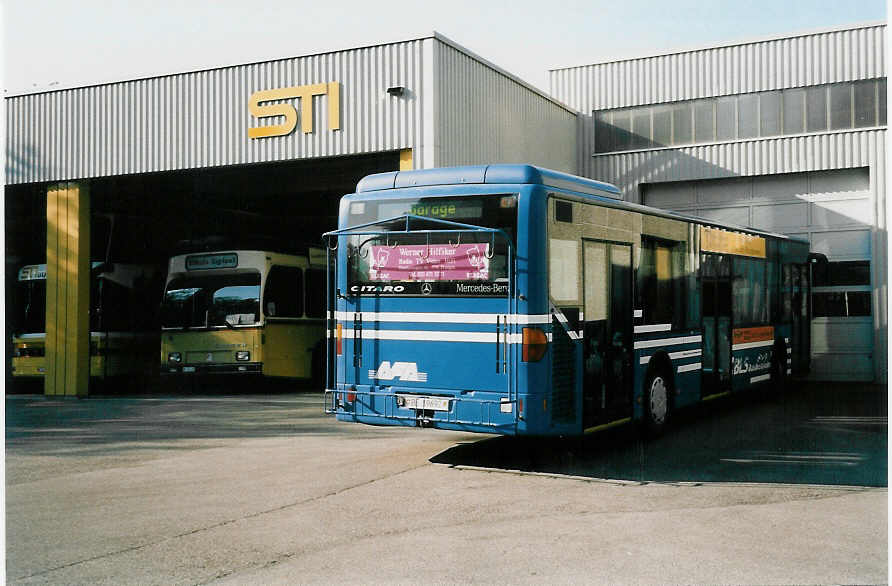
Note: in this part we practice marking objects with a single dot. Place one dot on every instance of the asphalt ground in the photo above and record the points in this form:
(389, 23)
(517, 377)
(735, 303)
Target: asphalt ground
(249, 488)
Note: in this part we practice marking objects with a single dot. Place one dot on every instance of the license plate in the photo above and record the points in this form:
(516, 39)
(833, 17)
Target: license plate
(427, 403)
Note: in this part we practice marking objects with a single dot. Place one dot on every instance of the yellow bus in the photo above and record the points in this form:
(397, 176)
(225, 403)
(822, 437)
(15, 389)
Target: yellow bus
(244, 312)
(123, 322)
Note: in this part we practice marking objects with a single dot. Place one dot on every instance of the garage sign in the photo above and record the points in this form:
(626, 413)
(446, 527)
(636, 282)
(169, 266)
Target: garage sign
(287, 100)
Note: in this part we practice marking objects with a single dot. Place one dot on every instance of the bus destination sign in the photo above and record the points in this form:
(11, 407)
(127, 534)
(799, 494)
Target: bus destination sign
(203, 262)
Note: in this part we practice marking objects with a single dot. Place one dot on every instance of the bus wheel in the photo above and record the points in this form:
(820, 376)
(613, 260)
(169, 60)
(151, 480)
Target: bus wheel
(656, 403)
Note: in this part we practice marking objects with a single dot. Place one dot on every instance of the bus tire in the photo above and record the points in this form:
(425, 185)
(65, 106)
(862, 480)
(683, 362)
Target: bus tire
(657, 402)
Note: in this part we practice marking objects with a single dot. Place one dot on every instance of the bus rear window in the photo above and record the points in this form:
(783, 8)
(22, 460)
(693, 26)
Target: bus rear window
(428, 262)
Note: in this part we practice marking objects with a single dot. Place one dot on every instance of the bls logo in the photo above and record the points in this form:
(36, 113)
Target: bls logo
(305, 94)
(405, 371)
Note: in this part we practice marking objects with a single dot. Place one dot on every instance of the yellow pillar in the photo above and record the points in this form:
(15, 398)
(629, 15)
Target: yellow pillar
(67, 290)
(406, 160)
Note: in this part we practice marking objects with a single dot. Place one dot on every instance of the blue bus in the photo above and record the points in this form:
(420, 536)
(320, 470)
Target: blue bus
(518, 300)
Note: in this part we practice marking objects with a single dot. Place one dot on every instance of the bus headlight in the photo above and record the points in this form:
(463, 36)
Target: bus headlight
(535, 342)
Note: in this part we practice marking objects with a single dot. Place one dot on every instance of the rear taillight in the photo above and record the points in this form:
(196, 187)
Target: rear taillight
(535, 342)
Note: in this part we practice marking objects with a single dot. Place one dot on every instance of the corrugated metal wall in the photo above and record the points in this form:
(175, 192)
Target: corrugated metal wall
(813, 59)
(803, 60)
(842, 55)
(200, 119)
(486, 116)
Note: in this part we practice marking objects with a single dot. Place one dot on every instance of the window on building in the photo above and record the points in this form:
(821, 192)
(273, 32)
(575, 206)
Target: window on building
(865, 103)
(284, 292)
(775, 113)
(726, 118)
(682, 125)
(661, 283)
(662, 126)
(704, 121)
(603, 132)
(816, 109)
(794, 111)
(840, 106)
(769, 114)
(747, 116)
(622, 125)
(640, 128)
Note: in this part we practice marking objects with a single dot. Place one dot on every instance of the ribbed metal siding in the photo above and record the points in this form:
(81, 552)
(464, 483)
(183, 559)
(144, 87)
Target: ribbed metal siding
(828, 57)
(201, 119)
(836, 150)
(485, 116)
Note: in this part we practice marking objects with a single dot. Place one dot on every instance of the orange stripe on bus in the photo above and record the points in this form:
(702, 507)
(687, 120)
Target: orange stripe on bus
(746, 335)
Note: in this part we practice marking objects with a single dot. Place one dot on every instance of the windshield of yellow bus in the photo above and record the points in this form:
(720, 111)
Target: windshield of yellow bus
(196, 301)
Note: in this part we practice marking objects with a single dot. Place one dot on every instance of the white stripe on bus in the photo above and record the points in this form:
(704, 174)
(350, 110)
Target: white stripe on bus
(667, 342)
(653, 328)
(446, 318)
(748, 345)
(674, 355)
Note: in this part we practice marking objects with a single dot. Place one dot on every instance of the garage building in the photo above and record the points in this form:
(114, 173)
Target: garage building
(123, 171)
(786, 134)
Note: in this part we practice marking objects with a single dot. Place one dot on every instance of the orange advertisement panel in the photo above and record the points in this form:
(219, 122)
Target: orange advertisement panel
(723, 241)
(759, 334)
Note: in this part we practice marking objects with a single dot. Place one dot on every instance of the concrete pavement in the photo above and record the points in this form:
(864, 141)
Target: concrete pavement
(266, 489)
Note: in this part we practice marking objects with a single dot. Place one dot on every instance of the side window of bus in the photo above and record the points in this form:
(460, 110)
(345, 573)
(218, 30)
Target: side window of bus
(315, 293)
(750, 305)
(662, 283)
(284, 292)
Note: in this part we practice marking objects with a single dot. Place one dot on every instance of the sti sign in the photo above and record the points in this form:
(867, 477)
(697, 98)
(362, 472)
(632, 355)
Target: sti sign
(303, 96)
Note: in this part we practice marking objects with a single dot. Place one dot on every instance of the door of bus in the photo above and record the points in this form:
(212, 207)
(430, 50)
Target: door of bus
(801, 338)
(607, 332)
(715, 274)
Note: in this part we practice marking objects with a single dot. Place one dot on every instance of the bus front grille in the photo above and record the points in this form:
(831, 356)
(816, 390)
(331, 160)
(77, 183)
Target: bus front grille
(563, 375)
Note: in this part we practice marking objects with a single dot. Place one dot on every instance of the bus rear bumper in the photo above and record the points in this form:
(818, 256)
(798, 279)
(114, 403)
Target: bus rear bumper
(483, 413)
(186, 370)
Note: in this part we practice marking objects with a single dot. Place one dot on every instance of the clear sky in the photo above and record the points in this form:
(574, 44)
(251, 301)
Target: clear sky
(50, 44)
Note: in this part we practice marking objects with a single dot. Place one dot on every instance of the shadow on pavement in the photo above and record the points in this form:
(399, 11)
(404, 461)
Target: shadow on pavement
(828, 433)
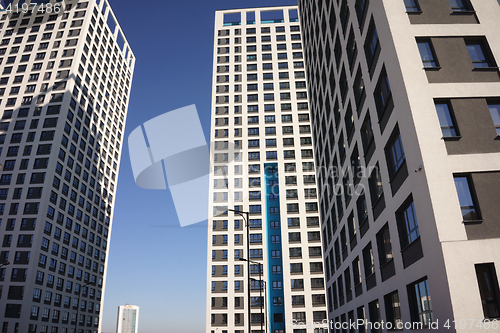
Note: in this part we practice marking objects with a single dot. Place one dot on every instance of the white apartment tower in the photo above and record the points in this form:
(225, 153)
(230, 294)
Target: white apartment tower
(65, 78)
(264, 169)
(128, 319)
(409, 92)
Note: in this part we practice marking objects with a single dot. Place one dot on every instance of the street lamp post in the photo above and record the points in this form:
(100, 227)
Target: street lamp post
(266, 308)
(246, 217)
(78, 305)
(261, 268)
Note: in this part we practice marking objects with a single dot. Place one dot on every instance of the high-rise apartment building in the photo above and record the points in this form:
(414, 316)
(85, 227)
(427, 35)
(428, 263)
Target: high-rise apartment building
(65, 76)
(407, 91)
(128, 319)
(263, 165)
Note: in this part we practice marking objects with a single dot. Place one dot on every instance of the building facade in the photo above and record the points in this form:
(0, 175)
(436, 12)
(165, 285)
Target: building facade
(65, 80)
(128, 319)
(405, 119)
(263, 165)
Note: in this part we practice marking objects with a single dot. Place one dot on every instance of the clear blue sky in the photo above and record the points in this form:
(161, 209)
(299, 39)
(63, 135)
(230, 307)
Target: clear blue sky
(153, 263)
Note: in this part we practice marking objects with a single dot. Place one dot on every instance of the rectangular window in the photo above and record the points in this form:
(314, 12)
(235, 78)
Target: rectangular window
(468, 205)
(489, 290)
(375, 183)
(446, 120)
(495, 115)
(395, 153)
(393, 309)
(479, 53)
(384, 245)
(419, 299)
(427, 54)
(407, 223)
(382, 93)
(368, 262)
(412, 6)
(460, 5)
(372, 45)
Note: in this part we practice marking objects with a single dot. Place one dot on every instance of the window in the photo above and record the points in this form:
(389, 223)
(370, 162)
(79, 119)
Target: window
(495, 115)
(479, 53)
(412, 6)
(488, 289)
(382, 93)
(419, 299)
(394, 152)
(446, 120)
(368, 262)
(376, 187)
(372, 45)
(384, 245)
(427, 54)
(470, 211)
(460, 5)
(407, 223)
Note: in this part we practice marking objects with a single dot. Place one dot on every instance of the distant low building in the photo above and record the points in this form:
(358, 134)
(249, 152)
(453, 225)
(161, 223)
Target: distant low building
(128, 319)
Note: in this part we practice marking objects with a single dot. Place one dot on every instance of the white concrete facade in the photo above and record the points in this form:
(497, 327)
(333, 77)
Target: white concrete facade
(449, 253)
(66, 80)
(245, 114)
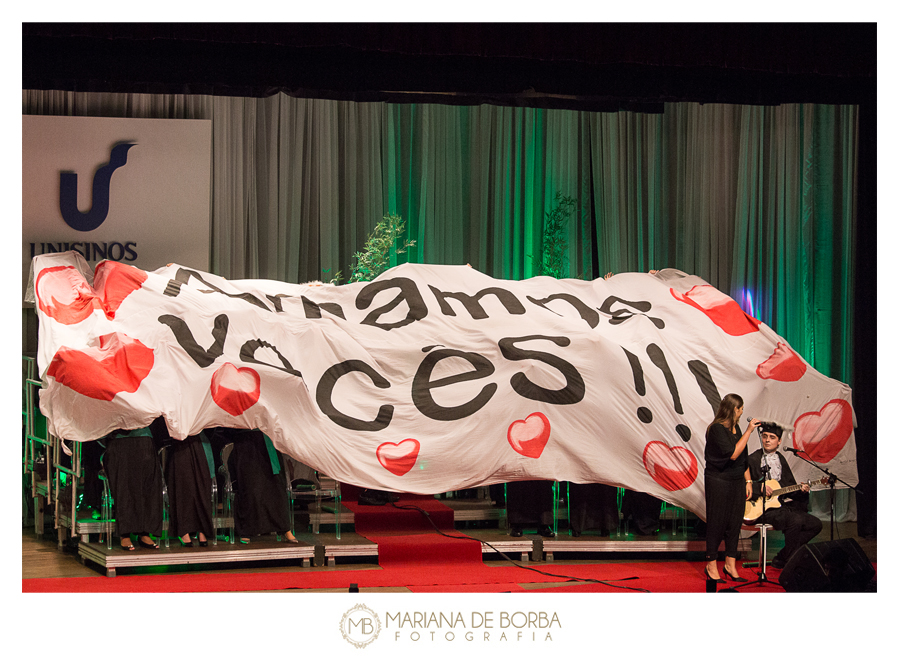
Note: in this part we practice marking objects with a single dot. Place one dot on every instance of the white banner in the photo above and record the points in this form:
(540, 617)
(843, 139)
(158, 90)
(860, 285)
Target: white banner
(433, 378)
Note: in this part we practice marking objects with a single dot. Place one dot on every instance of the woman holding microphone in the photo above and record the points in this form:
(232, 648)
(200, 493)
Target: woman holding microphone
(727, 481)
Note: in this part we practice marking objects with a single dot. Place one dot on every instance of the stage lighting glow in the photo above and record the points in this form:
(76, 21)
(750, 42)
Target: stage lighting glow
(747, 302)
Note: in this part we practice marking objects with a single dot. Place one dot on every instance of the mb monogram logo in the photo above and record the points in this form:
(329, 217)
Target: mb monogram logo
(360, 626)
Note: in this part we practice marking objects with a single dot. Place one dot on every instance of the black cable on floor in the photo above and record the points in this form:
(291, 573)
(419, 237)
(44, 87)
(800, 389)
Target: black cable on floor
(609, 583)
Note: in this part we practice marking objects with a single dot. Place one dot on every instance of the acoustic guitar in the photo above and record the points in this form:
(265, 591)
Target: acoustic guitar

::::::::

DESCRIPTION OF THE TASK:
The lines to copy are those above that contain the string "guitar".

ANSWER SECTION:
Note: in this part we practice marking objects with a single dot. Place one dot on every instance of the acoustic guitar in the photo above and record the points in this form:
Target: acoustic guitar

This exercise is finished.